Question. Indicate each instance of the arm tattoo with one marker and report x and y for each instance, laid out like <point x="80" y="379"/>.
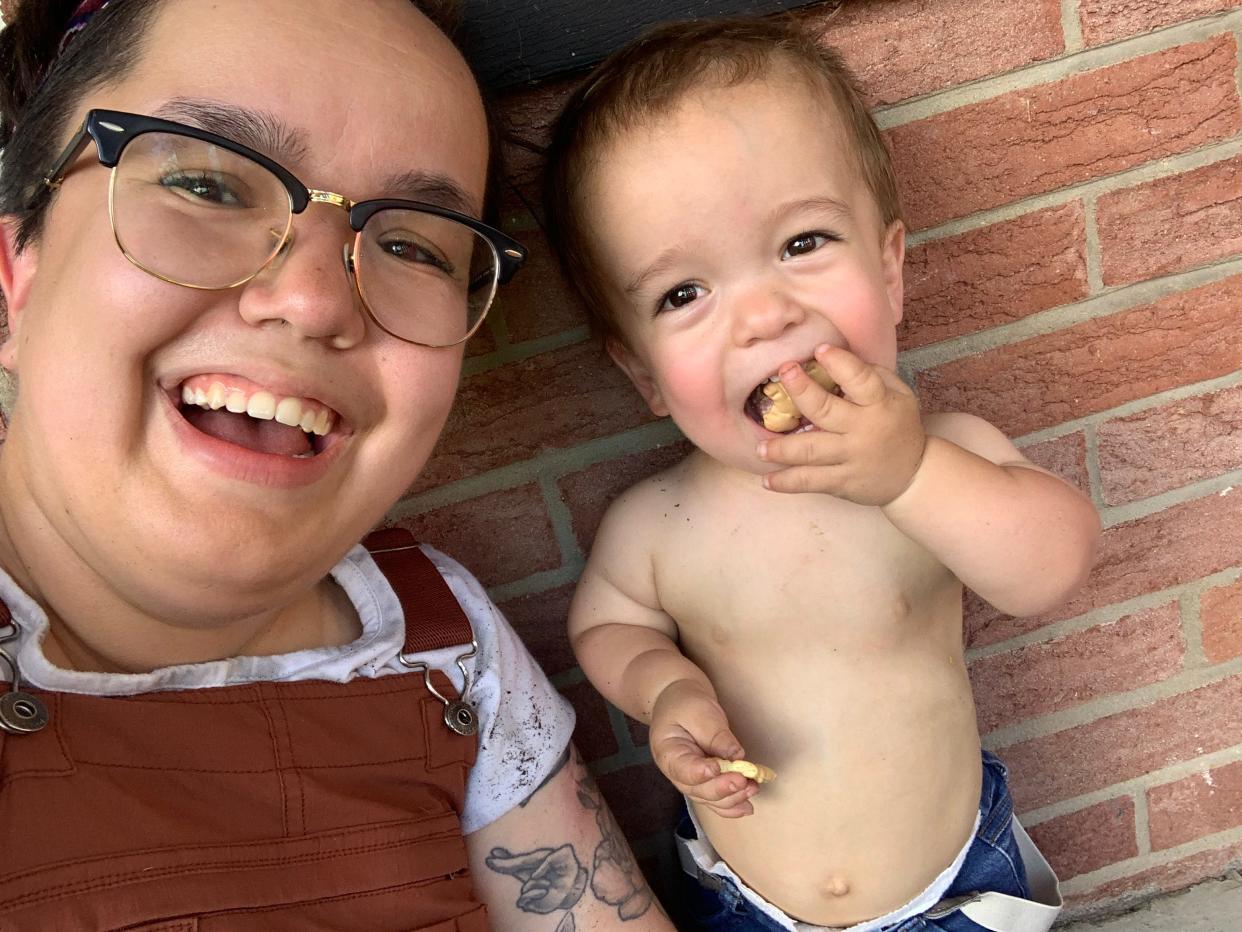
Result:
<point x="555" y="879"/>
★ ★ ★ ★ ★
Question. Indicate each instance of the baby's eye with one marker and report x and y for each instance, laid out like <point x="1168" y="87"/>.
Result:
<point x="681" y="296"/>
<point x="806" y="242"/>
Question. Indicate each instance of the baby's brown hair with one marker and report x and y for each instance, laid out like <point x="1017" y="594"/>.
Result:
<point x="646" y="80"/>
★ ★ ★ ★ ★
Check each line of the entries above for the string "baby", and return those that contain it.

Question. Indicate each instance of the baby's eye with one marker and report x and y for each instance, laid out like <point x="1168" y="87"/>.
Question. Indicate each instance of the baby's brown hair with one marker and report x and y for each instance, laid out like <point x="1017" y="594"/>.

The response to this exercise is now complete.